_Task prompt_
Write the data below out exactly as it stands. Do not include the pictures.

[Rows from a dataset]
-- Begin --

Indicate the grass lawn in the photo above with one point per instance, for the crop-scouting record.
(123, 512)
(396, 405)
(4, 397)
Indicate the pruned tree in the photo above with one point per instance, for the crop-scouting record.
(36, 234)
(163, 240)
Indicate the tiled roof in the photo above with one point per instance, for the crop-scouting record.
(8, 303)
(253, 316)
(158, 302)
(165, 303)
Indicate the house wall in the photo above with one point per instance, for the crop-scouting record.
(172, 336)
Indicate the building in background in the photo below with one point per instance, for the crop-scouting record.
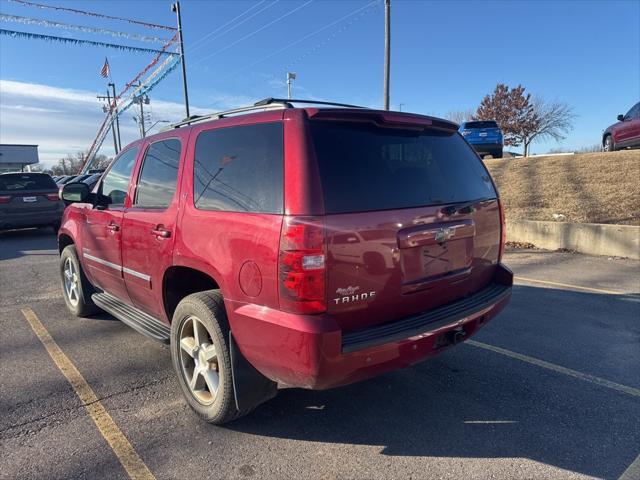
(17, 158)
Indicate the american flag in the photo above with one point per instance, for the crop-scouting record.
(105, 69)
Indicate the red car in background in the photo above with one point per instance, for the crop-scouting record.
(625, 133)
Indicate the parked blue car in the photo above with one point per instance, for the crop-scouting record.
(484, 136)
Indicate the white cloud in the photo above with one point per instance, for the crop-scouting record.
(64, 120)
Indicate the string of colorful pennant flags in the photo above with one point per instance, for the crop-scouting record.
(92, 14)
(165, 59)
(80, 28)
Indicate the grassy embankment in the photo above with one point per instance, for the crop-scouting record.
(585, 188)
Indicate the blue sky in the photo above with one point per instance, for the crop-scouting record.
(445, 56)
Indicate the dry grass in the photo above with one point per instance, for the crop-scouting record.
(585, 188)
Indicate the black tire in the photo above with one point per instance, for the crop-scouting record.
(207, 308)
(82, 306)
(608, 145)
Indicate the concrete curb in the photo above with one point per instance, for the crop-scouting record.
(590, 238)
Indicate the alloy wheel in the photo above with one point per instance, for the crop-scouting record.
(71, 282)
(199, 360)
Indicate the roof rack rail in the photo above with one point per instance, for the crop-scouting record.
(262, 105)
(226, 113)
(290, 101)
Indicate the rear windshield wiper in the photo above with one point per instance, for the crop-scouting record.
(466, 207)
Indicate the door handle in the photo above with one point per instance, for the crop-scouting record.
(161, 232)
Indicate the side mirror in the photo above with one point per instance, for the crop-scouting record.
(75, 192)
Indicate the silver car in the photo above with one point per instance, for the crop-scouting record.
(29, 200)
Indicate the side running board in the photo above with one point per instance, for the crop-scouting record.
(136, 319)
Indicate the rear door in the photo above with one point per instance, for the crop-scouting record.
(149, 225)
(412, 218)
(102, 229)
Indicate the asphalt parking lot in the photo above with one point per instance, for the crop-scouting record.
(550, 389)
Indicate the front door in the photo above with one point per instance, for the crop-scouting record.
(102, 231)
(149, 226)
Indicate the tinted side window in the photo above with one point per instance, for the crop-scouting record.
(115, 183)
(240, 169)
(157, 182)
(27, 181)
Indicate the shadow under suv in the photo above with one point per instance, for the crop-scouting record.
(303, 247)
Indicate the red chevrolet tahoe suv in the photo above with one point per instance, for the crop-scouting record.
(280, 246)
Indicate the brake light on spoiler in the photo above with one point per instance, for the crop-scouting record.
(409, 121)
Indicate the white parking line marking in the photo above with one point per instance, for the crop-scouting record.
(129, 458)
(634, 392)
(489, 422)
(568, 285)
(633, 471)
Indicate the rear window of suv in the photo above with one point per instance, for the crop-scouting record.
(484, 124)
(23, 182)
(365, 168)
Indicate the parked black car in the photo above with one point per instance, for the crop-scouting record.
(29, 200)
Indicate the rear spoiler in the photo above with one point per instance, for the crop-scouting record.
(382, 118)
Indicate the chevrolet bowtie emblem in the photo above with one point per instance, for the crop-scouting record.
(444, 234)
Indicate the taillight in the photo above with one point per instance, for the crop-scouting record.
(503, 231)
(302, 268)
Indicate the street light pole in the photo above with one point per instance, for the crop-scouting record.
(109, 110)
(290, 76)
(387, 50)
(115, 107)
(176, 8)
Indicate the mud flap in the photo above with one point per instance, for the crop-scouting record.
(250, 387)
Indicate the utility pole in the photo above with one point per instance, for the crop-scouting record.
(176, 8)
(290, 76)
(141, 100)
(115, 108)
(109, 109)
(387, 50)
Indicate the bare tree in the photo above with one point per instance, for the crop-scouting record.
(551, 120)
(512, 109)
(460, 116)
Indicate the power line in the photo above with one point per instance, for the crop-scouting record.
(361, 10)
(249, 35)
(194, 44)
(326, 40)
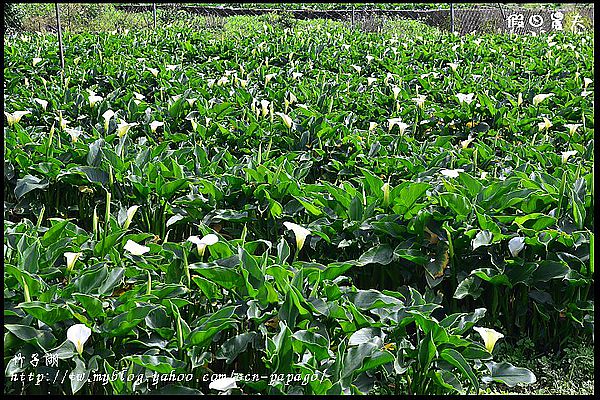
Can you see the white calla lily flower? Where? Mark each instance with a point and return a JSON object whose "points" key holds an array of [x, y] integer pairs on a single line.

-- End --

_Written reply_
Indicate the grass lawn in the photo above with one point per instance, for the crop-scouting record.
(123, 512)
(396, 405)
(4, 397)
Indicate the pruned tree in the photo above with one point per instance, for the crop-scouting record.
(36, 234)
(163, 240)
Indicate the tiled roof in the photo above with one point per instance, for the crop-scouting record.
(8, 303)
(253, 316)
(158, 302)
(165, 303)
Indicate the house wall in the photo above with one point per instance, for the crop-scouting record.
(172, 336)
Indicate the building in background in the photo below with one point per instance, for the crop-scouting record.
(17, 158)
Indicate the american flag in the photo above with one point per instance, for the crop-scouting record.
(105, 69)
Indicate the red car in background in the photo above with one point per instance, for the crop-scouting record.
(625, 133)
Indicate the parked blue car in the photo above with one point per instance, for the crop-scouting record.
(484, 136)
Indicate the white cloud in the photo above with one point per instance, for the crop-scouting record.
(64, 120)
Indicate the string of colorful pennant flags in the photo above with one point per instance, for the crop-scouting record.
(92, 14)
(165, 59)
(80, 28)
Indicate the grassy embankment in the photo above with one point per instance, for the crop-scouting record.
(585, 188)
Indicate the blue sky in the photo above with one point per instance, for the crop-scouting record.
(445, 56)
Indicate the dry grass in the photo above with one point per instance, for the crop-scouting record.
(585, 188)
Indicate the black tire in the photo above with one point per instance, for the crop-scouting record.
(207, 308)
(82, 306)
(608, 145)
Indicate the concrete curb in the photo above with one point per instance, for the crop-scouting record.
(590, 238)
Indicate the alloy wheel in the photo above with one point per instance, for the crop-scouting record.
(71, 282)
(199, 360)
Indicate the roof rack rail in the photo above with one point per instance, for the crop-scouting record.
(262, 105)
(226, 113)
(290, 101)
Indicate the rear windshield wiper in the photo above with one point per instance, for the crop-scouting record.
(466, 207)
Indicate the door handle in the photo above with one point per instance, for the crop-scouting record.
(161, 232)
Indicate the side mirror in the photo above with one point per instance, for the crop-scouting record.
(75, 192)
Indicate the silver car in the photo above with one point per instance, for the crop-scouting record.
(29, 200)
Indicate the side running board in the photo above with one point per instance, for the crop-scouting record.
(136, 319)
Indicate the rear door in the photo above with one point per instance, for the crop-scouting record.
(149, 225)
(412, 218)
(102, 229)
Indicate the asphalt parking lot in the photo above with one point per instance, for the crop-scouting record.
(550, 389)
Indicate the front door in the photo above with one point per instance, for the crop-scouting record.
(102, 231)
(149, 226)
Indicate the tinted side window in the photo above with one point per instance, for the crop-scouting record.
(115, 183)
(240, 169)
(157, 182)
(27, 181)
Indicate the shadow under suv in the photo above with one point per instance, for the crop-scouting record.
(303, 247)
Indicate the red chevrolet tahoe suv in the photo above with one point per instance, for the crop-scouting record.
(280, 246)
Indicate the brake light on spoiler in the photo above with one point per instance, for the crop-scouting record.
(409, 121)
Indicate the white parking line marking in the photo above with one point per instance, for the crop-scouting record.
(129, 458)
(634, 392)
(489, 422)
(568, 285)
(633, 471)
Indicate the rear window of suv in the photo above with one point per instance, for the crop-scouting record.
(484, 124)
(23, 182)
(365, 168)
Indicate the parked black car in the photo above with one point per instance, for the crop-scouting record.
(29, 200)
Indicate the rear spoiler in the photo above with one point per instance, for the crop-scouting record.
(382, 118)
Indicate the chevrolet bowtie emblem in the photo above with one point per instance, for the crop-scouting record.
(444, 234)
Indicate the taillight in the photo above with one point per instance, for the crop-scouting record.
(503, 231)
(302, 268)
Indicate the street light pole in the photo above with one point per instance, for the crop-scouting record.
(109, 110)
(290, 76)
(387, 50)
(115, 107)
(176, 8)
Indicate the mud flap in the photo above with one point per instance, for the crop-scouting record.
(250, 387)
Indicate the utility pole in the photo above with one point per instance, for the crop-scouting record.
(176, 8)
(290, 76)
(141, 100)
(115, 108)
(109, 109)
(387, 50)
Indicate the bare tree in the photo above with one point per instance, for the crop-scouting record.
(551, 120)
(512, 109)
(460, 116)
Indicate the power line in the photo above with one point per instance, for the crop-scouting record.
(361, 10)
(249, 35)
(194, 44)
(326, 40)
Can you see the white calla lily flower? Where? Mark each instance with a point and return a JSON object whose "points" key holds an array of [x, y] integer pairs on a single line.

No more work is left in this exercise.